- Marcia Carmo
- De Buenos Aires para BBC News Brasil
Assim que a seleção argentina eliminou a Holanda na Copa do Mundo do Catar, em 9 de dezembro, alguns torcedores do Brasil enviaram mensagens para amigos brasileiros e argentinos que moram em Buenos Aires comemorando o resultado.
“Que jogo, que torcida linda. Parabéns, hermanos”, disse um deles.
Na terça-feira (13/12), quando a Argentina venceu a Croácia por três a zero, novas mensagens, em tom de admiração, voltaram a se repetir. E algumas delas incluíram até trechos de tango.
“Arte e luta em doses iguais”, escreveu um deles, elogiando a atuação da seleção capitaneada por Lionel Messi e anexando um tango de Astor Piazzolla à mensagem.

> _Objetivo da tarefa_
Reescreva o trecho da reportagem sobre a torcida pela seleção argentina entre "- Marcia Carmo" e "Piazzolla à mensagem.", inclusive, trocando "mensagens" por "recados".

> _Informações extraídas_
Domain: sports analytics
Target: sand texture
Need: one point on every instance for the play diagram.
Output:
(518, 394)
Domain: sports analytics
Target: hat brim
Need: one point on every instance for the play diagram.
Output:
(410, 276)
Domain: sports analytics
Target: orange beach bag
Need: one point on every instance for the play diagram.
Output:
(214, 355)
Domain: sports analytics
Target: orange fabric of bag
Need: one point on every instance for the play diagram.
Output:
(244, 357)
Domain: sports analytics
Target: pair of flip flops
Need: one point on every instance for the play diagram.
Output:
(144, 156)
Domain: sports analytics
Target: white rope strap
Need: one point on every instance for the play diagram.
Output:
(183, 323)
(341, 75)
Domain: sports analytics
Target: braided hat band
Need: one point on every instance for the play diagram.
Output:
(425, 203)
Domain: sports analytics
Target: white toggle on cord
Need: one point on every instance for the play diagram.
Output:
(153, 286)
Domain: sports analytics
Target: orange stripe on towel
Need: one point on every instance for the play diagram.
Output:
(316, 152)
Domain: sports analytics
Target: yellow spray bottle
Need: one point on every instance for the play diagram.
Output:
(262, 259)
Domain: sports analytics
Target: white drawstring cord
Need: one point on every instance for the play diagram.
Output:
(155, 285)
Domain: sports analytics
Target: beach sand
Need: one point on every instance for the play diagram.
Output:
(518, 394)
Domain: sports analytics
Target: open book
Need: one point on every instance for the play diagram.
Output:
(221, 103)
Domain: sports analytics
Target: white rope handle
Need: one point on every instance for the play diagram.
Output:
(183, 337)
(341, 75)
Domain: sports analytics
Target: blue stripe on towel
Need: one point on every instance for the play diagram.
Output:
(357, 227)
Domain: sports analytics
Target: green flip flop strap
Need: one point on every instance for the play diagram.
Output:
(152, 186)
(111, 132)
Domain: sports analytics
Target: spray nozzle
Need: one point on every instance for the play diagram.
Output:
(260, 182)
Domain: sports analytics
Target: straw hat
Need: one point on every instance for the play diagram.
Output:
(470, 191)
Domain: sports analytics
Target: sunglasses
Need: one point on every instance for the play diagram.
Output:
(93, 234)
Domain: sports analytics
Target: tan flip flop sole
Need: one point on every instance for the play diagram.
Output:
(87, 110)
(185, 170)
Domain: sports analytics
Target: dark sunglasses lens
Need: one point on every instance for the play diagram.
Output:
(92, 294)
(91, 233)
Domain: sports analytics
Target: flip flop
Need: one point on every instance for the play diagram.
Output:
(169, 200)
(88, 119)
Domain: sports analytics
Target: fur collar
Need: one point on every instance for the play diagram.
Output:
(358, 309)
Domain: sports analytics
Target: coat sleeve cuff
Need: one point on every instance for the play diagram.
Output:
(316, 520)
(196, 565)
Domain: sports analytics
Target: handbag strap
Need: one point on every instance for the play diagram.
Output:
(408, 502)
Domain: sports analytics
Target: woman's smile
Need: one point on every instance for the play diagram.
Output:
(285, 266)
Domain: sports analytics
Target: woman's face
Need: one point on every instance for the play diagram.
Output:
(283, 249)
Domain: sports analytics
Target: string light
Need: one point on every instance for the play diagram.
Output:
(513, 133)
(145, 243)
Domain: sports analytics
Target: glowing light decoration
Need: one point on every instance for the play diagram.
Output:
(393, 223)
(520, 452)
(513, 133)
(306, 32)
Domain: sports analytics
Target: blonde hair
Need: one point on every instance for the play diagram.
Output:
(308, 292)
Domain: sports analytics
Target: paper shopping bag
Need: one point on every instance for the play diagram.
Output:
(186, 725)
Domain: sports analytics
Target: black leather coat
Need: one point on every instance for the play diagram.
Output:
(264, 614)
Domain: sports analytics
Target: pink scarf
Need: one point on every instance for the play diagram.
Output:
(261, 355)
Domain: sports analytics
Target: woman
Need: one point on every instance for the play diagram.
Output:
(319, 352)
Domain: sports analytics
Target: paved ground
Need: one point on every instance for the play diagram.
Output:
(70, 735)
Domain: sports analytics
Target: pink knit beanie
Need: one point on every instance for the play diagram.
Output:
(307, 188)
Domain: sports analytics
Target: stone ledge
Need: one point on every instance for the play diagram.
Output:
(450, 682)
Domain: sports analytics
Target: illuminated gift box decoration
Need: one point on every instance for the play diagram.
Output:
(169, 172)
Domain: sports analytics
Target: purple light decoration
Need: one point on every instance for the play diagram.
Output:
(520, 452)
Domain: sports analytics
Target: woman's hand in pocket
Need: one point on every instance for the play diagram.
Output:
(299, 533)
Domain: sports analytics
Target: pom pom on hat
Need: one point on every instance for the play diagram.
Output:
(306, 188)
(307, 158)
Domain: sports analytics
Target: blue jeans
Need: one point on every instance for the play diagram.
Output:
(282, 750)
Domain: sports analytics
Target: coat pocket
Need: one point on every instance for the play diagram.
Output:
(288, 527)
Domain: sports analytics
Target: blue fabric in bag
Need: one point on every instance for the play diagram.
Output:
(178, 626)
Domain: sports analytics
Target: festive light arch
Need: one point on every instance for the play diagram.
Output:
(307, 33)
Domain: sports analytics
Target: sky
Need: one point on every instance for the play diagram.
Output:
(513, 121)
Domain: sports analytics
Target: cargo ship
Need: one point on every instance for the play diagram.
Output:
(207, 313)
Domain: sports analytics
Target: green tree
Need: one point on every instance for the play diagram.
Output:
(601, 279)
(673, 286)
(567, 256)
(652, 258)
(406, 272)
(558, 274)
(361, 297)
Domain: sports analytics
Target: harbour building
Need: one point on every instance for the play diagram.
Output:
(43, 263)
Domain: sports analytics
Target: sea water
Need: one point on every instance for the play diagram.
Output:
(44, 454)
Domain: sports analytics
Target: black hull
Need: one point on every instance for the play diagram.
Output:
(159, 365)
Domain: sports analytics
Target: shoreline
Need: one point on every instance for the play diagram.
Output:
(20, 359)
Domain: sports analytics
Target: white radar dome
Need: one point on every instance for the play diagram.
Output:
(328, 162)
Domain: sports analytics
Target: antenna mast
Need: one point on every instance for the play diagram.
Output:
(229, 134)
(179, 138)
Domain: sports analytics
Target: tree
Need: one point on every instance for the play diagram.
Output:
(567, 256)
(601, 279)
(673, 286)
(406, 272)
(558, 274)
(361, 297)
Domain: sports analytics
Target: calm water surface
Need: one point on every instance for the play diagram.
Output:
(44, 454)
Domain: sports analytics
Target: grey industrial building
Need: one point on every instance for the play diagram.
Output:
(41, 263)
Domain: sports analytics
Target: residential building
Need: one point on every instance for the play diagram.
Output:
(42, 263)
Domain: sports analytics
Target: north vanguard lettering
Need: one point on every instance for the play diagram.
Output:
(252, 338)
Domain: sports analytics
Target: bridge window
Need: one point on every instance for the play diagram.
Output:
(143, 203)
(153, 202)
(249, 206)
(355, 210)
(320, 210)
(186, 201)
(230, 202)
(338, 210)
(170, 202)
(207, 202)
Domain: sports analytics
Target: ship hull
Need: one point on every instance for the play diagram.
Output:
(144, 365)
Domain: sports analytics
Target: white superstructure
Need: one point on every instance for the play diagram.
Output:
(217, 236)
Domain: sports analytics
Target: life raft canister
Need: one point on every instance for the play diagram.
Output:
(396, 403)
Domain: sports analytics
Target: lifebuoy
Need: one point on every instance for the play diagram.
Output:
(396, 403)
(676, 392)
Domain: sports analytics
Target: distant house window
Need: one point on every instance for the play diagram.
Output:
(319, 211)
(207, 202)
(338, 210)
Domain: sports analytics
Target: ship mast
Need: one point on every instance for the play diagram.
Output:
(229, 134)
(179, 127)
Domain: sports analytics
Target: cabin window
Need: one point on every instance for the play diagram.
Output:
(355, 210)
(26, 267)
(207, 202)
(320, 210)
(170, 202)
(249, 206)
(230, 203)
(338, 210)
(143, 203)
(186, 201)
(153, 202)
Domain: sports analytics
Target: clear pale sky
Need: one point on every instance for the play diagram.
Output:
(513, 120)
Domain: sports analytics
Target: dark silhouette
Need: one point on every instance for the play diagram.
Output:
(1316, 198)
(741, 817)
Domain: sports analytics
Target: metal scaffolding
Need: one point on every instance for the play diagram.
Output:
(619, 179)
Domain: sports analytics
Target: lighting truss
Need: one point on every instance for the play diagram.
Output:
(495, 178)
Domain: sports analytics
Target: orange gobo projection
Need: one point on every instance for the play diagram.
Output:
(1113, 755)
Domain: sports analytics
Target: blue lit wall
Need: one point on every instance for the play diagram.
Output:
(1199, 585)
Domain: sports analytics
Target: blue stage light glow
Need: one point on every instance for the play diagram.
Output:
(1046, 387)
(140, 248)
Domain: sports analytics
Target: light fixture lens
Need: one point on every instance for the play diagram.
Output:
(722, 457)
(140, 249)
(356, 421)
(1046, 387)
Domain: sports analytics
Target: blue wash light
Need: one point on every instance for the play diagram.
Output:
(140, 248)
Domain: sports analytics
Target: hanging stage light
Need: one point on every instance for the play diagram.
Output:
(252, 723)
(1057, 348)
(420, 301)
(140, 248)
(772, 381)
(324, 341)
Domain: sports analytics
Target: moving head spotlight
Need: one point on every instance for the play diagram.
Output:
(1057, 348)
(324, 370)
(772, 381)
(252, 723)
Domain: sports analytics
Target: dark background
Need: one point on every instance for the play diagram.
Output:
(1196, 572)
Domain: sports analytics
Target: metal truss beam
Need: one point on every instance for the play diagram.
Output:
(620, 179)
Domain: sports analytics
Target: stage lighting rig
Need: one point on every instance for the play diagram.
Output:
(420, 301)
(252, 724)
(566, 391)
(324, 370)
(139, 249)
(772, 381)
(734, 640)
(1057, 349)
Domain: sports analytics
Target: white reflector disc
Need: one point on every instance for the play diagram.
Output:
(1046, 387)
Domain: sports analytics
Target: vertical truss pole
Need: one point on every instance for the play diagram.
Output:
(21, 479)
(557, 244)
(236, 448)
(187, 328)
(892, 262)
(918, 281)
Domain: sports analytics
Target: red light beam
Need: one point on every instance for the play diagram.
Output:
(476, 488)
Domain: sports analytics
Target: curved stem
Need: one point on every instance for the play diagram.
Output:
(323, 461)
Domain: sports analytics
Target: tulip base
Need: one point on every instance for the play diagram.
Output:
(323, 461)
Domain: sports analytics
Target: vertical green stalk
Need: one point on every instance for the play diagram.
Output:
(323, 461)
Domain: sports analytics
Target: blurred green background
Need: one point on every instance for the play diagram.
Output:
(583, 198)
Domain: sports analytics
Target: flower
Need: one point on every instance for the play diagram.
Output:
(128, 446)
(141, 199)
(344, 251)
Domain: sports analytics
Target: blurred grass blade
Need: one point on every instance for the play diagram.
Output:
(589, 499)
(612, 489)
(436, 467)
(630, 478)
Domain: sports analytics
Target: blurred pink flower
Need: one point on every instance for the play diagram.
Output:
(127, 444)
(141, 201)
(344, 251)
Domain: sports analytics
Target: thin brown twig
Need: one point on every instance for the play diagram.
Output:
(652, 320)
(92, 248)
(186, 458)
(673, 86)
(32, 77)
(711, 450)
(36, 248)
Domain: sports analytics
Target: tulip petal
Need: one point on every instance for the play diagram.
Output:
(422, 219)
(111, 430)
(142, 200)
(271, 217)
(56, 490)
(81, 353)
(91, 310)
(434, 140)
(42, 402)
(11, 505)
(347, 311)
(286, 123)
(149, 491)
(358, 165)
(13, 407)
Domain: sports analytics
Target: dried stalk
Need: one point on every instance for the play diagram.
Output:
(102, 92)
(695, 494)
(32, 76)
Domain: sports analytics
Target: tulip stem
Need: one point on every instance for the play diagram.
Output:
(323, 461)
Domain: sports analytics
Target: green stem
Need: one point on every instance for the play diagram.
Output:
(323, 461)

> _Resposta redigida_
- Marcia Carmo
- De Buenos Aires para BBC News Brasil
Assim que a seleção argentina eliminou a Holanda na Copa do Mundo do Catar, em 9 de dezembro, alguns torcedores do Brasil enviaram recados para amigos brasileiros e argentinos que moram em Buenos Aires comemorando o resultado.
“Que jogo, que torcida linda. Parabéns, hermanos”, disse um deles.
Na terça-feira (13/12), quando a Argentina venceu a Croácia por três a zero, novas recados, em tom de admiração, voltaram a se repetir. E algumas delas incluíram até trechos de tango.
“Arte e luta em doses iguais”, escreveu um deles, elogiando a atuação da seleção capitaneada por Lionel Messi e anexando um tango de Astor Piazzolla à mensagem.